● **Do this**: From the line containing "Put one marker on each instance of the spoon" through the last line of the entries below, repeat each line word for word and leave out the rest.

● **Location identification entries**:
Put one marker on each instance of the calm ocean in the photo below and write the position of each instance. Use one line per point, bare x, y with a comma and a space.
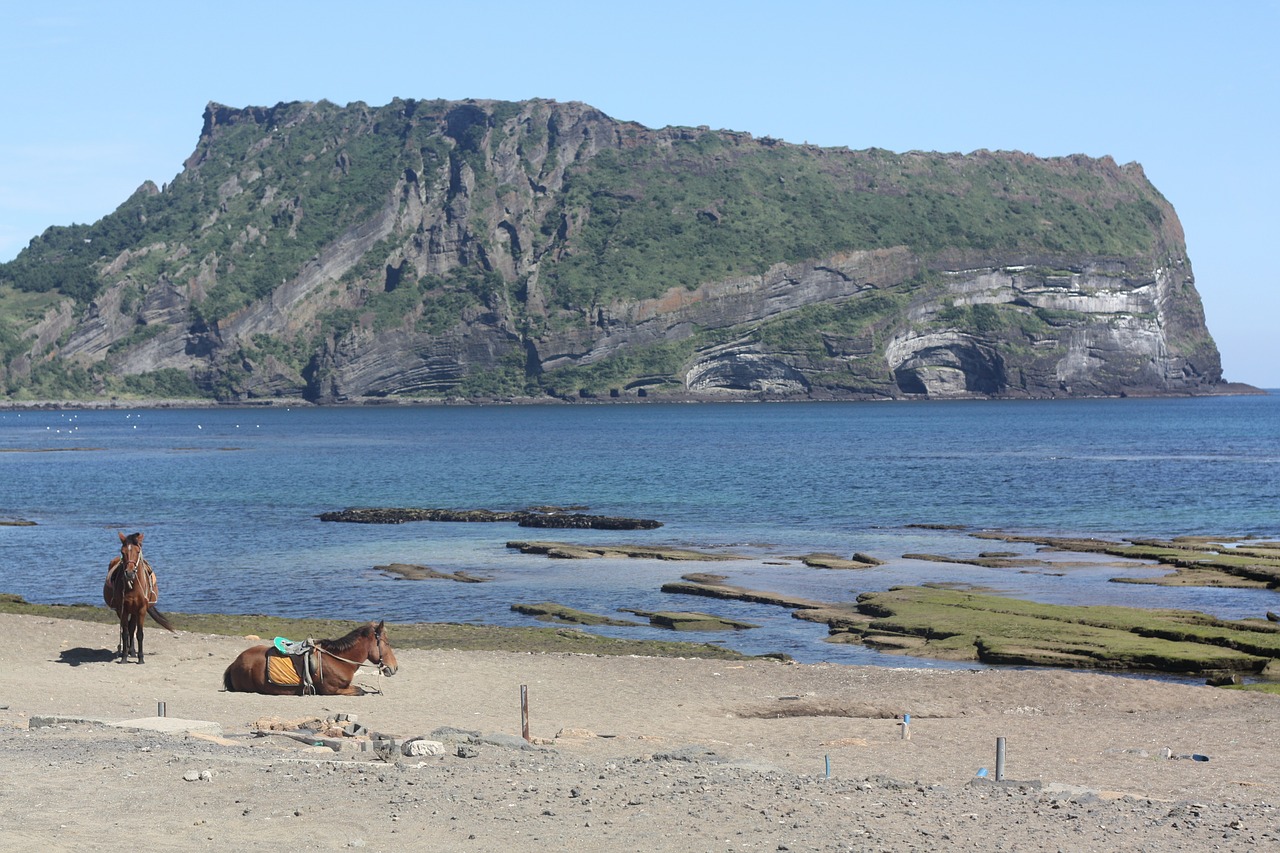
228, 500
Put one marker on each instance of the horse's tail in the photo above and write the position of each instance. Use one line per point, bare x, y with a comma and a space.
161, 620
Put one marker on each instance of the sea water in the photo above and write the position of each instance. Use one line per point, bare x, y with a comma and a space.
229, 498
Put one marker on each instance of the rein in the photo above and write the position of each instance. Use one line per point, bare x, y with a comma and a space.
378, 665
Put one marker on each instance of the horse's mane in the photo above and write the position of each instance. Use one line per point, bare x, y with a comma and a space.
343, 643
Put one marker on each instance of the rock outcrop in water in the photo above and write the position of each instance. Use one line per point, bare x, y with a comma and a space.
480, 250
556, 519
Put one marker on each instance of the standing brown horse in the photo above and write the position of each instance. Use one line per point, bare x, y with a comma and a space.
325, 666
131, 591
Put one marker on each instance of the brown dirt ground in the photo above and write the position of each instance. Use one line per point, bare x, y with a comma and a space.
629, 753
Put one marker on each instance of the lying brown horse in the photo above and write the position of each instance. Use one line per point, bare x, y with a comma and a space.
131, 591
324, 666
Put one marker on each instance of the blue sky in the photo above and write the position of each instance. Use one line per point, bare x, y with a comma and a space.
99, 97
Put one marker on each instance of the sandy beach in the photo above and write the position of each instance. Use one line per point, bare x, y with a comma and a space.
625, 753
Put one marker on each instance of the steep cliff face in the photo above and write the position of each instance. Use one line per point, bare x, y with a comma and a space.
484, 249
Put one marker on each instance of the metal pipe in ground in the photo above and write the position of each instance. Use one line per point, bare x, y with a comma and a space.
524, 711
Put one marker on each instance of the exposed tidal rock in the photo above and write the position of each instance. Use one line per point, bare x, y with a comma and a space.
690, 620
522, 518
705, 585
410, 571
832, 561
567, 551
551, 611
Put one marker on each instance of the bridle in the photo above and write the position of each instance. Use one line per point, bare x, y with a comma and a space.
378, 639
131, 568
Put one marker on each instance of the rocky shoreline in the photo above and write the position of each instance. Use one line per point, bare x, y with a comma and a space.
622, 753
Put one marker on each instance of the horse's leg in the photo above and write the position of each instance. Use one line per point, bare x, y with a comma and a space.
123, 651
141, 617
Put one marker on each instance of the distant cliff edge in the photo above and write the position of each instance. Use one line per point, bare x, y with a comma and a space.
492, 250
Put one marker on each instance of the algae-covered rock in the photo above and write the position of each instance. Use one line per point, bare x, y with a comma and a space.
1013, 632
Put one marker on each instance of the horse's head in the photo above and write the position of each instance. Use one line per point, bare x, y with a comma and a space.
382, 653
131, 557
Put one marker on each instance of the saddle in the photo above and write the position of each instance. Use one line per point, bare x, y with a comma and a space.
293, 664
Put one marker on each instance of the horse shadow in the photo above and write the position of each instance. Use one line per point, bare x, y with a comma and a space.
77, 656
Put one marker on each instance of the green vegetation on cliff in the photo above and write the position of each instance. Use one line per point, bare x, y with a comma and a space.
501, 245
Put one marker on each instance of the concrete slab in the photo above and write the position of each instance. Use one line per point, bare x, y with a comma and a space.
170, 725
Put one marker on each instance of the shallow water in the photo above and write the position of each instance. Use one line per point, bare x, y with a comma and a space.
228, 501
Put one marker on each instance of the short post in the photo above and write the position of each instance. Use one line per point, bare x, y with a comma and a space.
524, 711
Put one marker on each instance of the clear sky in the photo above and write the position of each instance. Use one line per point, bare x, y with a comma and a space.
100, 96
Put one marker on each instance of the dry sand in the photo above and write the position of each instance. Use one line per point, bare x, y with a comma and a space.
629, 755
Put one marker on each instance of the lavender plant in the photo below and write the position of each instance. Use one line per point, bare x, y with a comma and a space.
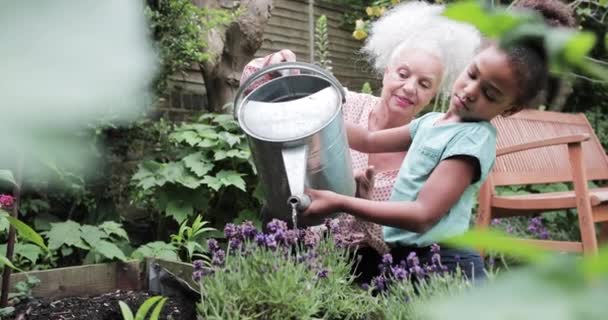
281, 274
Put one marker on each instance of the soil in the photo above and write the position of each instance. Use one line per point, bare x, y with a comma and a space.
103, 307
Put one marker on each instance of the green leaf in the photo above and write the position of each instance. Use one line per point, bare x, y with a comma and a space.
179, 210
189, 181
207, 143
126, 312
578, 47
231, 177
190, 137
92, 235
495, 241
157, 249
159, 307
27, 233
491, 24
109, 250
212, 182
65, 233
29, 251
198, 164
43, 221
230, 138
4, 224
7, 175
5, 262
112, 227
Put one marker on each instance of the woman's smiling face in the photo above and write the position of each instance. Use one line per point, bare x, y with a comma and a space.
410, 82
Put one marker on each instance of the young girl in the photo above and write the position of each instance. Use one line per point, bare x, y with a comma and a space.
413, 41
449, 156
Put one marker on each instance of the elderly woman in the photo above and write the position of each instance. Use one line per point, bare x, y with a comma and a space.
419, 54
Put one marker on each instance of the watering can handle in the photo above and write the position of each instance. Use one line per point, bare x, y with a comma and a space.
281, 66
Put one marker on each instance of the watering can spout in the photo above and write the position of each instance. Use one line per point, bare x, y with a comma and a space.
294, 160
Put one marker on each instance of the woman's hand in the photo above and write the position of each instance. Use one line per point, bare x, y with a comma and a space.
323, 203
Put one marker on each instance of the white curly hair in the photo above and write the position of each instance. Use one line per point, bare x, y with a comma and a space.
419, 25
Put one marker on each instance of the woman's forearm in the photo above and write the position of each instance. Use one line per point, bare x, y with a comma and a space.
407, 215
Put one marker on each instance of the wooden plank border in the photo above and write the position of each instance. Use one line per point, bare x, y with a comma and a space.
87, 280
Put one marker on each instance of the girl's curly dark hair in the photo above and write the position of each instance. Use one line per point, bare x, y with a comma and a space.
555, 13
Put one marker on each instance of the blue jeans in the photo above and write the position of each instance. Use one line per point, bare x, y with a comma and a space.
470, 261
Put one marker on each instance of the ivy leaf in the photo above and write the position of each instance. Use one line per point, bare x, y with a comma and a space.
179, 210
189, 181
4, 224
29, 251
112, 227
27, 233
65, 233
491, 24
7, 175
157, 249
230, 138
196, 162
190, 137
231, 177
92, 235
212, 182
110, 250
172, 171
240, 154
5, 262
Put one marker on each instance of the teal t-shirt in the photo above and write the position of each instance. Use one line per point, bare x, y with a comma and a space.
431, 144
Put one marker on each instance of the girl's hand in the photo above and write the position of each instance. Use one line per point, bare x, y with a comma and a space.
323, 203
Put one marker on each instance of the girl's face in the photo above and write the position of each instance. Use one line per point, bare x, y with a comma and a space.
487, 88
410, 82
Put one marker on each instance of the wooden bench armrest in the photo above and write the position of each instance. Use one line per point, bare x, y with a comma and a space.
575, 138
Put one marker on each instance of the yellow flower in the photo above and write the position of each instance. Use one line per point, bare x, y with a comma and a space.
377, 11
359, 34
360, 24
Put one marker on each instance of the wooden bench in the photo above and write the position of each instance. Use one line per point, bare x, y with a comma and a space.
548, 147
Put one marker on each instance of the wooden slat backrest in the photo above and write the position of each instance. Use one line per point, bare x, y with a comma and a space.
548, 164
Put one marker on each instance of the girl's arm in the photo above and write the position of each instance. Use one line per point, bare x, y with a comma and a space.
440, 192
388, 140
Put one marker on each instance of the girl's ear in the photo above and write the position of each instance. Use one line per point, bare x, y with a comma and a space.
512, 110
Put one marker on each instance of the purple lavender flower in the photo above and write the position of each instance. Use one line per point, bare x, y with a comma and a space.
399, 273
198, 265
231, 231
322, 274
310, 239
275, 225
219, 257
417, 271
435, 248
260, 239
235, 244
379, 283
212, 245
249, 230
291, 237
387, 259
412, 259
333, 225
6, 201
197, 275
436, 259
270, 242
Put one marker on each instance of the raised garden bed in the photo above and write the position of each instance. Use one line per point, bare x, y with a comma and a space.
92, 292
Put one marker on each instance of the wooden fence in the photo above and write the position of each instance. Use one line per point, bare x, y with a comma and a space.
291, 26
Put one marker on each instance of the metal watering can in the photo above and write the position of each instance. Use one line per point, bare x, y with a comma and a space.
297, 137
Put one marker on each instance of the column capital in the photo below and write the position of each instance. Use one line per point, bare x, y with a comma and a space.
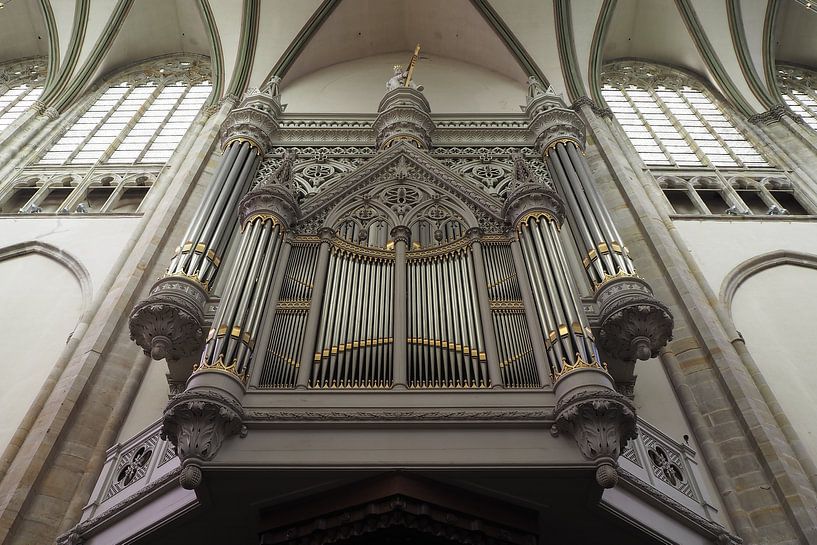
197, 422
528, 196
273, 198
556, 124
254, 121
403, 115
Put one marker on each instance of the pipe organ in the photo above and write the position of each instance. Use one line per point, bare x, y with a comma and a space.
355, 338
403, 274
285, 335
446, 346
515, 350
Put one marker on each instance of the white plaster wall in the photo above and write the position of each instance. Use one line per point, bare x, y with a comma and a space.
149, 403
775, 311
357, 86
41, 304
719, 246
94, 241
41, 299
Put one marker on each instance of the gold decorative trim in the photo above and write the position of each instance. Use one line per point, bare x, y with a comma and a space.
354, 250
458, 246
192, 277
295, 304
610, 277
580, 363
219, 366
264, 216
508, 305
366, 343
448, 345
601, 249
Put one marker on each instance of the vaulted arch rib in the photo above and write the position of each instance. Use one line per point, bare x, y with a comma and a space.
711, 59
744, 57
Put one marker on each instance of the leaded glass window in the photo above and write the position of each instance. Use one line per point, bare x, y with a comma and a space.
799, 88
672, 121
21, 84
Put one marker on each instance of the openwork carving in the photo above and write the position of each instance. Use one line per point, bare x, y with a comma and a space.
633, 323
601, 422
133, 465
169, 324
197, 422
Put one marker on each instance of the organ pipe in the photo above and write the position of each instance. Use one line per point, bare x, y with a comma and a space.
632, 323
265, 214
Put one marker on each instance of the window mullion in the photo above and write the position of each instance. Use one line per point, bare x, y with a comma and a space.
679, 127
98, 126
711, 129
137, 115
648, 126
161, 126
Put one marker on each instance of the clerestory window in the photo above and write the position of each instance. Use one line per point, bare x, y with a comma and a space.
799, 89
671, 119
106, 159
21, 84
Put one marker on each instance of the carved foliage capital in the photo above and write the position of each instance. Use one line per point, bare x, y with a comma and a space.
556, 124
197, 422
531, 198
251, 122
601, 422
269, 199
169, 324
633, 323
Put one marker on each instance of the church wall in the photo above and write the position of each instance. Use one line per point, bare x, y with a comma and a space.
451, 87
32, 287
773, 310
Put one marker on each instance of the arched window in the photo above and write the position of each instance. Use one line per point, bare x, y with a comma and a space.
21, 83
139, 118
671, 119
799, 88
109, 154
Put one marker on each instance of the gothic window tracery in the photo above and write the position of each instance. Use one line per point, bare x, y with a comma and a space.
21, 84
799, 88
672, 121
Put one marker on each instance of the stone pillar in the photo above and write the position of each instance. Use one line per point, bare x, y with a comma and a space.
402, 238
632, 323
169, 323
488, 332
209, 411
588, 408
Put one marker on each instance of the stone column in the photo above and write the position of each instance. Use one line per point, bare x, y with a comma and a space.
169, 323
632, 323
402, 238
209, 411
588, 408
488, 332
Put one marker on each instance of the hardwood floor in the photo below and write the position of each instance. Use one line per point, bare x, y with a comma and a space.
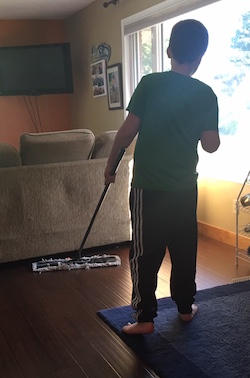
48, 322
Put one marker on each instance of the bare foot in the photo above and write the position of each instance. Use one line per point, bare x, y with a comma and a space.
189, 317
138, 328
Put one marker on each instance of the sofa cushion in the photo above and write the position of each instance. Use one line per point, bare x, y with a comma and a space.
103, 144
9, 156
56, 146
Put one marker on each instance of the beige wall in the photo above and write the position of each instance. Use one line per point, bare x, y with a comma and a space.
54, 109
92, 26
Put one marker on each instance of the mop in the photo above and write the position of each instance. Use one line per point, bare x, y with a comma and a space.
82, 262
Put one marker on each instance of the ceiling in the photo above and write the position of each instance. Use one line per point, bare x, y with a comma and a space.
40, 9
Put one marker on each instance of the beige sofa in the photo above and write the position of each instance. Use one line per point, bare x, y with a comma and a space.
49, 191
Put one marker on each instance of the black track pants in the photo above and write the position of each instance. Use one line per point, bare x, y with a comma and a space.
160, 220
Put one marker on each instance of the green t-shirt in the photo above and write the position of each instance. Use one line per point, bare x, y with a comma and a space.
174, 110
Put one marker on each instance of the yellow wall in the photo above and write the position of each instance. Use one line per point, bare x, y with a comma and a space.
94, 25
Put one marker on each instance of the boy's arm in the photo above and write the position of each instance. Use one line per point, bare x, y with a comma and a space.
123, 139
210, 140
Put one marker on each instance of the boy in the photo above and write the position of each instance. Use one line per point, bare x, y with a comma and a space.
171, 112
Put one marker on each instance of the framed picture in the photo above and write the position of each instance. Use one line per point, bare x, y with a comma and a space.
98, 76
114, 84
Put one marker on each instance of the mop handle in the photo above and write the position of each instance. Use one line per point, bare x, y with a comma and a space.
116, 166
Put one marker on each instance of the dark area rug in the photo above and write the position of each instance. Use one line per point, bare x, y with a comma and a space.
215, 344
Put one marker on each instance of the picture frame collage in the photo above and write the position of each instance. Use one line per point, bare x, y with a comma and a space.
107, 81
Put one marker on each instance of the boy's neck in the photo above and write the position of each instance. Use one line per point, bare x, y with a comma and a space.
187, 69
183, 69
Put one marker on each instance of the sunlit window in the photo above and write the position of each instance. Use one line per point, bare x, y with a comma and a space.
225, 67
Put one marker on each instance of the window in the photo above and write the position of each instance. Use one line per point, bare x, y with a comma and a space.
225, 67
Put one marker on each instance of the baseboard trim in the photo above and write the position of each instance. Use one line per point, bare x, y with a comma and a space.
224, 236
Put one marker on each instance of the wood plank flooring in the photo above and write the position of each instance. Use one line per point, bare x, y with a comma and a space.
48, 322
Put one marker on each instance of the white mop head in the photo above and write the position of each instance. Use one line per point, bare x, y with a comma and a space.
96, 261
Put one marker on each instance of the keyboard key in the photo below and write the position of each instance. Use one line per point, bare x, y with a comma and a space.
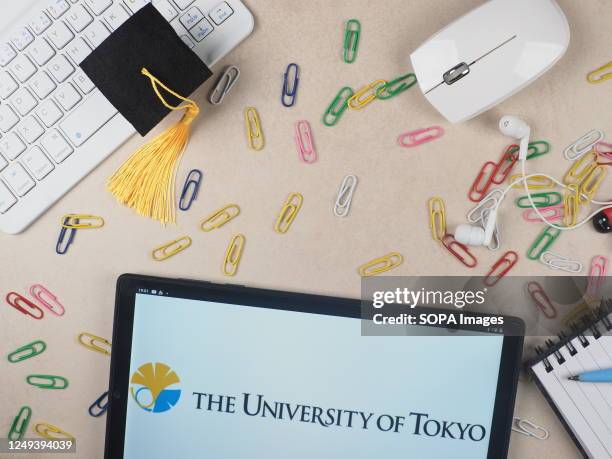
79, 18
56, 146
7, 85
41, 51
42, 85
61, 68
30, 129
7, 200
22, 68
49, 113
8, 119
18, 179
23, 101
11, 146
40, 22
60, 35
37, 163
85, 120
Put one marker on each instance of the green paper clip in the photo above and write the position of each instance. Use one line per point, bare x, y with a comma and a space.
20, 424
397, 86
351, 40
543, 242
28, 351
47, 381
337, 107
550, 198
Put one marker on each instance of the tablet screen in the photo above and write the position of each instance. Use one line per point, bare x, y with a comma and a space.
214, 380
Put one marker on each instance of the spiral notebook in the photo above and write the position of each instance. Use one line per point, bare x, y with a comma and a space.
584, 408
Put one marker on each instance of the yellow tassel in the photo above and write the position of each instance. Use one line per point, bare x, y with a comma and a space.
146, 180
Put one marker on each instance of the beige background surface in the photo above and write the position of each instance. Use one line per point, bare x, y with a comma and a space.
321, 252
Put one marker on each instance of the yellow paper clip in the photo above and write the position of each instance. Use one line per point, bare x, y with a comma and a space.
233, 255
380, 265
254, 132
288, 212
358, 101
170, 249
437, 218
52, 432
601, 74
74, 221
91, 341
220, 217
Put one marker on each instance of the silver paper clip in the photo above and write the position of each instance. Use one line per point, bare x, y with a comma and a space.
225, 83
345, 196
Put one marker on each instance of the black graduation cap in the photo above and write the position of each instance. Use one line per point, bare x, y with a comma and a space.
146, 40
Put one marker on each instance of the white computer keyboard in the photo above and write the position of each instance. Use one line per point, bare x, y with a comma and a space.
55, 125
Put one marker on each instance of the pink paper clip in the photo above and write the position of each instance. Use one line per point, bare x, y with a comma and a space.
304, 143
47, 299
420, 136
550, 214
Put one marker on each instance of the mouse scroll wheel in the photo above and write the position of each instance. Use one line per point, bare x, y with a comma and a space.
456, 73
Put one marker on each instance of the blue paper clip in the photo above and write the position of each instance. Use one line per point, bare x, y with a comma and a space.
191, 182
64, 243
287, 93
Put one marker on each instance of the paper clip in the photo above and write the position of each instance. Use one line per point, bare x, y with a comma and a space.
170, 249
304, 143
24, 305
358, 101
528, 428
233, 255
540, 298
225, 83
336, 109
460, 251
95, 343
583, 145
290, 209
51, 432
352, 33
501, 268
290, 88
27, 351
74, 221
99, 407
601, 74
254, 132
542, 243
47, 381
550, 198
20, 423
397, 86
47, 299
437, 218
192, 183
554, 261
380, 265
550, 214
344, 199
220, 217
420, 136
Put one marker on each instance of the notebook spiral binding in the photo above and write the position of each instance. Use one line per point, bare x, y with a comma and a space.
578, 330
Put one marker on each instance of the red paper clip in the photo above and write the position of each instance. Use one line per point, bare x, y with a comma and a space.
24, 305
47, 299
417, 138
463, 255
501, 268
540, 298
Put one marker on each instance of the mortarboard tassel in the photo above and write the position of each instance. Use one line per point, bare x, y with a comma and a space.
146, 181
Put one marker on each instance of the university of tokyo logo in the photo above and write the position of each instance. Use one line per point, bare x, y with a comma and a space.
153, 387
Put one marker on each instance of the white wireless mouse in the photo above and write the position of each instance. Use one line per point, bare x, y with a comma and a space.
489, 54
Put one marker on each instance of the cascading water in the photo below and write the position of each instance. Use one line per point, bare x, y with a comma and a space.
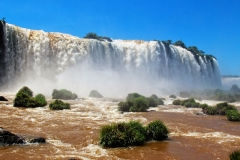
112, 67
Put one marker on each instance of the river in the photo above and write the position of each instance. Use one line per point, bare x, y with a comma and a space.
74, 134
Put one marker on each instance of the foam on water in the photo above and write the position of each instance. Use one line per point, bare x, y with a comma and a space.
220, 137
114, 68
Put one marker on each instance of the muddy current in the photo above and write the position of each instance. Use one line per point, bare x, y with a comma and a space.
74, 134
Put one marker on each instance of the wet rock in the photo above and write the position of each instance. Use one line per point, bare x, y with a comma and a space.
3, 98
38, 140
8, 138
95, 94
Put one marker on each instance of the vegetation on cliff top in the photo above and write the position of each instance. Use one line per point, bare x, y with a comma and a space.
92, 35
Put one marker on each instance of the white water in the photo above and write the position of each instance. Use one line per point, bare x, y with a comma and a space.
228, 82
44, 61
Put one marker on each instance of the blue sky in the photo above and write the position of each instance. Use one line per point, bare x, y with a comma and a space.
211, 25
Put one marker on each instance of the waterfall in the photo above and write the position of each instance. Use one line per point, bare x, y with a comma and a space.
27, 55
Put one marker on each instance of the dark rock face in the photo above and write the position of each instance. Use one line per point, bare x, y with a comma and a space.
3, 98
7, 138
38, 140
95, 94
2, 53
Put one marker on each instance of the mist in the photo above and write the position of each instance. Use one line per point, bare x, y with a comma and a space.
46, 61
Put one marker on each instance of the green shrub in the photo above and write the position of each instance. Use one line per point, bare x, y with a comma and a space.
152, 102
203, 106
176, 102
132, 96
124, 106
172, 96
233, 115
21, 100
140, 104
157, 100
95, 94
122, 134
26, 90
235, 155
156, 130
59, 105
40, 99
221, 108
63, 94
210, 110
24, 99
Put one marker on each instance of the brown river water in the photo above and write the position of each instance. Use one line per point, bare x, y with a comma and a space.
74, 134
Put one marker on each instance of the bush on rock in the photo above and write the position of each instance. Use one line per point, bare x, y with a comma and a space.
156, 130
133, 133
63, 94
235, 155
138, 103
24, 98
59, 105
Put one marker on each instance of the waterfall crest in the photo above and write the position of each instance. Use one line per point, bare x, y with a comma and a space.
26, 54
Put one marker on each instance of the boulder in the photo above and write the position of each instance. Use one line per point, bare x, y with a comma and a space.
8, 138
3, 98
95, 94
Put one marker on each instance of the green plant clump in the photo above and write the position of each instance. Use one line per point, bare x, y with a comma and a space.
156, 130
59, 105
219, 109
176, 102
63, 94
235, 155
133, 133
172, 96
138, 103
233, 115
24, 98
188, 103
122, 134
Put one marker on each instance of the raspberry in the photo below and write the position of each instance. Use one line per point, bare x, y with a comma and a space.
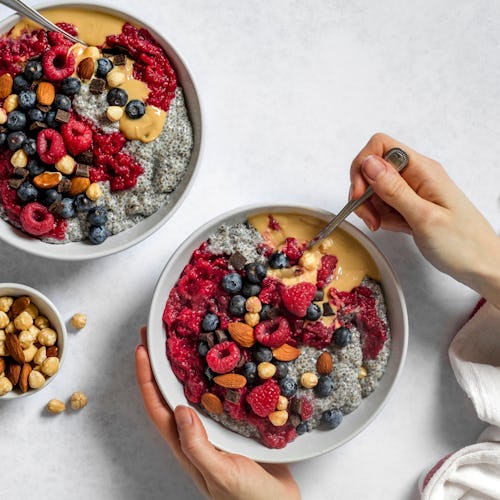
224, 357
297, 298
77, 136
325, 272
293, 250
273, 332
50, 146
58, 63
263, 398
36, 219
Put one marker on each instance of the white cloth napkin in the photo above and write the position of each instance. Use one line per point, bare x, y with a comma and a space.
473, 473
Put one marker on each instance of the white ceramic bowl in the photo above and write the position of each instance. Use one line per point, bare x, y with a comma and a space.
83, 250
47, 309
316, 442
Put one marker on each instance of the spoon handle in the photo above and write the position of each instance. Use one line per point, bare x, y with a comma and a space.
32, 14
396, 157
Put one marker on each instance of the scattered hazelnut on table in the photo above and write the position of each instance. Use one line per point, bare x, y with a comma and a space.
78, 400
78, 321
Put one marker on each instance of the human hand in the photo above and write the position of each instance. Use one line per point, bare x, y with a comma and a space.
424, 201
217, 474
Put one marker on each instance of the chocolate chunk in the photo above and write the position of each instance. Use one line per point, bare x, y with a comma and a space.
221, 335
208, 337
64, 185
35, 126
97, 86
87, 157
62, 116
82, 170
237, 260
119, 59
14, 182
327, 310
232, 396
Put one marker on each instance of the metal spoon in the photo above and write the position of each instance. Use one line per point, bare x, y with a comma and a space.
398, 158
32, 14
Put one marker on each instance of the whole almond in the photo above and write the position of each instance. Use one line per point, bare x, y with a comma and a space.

● **Exercise output**:
Put one marker on each instance of the spoon handle in the photo above and write the position of each instance. Use one line per point, bare x, y with a comma and a space.
32, 14
396, 157
Put one marker on each instance of the scattered hazelnut on table in the photo above and write the position of each instance. Use one line per point, bare x, y with a comma and a space.
78, 400
78, 321
Put one marker on each instance of the human hand in the photo above and write the position of each instance. Use one line per point, bare x, y with a comma and a space.
424, 201
217, 474
Put one marker on each instance of the chocolate chunk in the photo above and write the position of each instance. Use one line per point, bare x, y with a comma and a space.
221, 335
208, 337
64, 185
35, 126
97, 86
87, 157
62, 116
82, 170
237, 260
119, 59
14, 182
327, 310
232, 396
Put one marker on each instance of the metal spoon in the photo above and write the position of each instance. Use one line per point, bare x, y with a comma and a space.
398, 158
32, 14
Put one marker on each instance of the whole almond in the photo above and write the position of each instance. Use one line per point, bare x, y with a comma and a space.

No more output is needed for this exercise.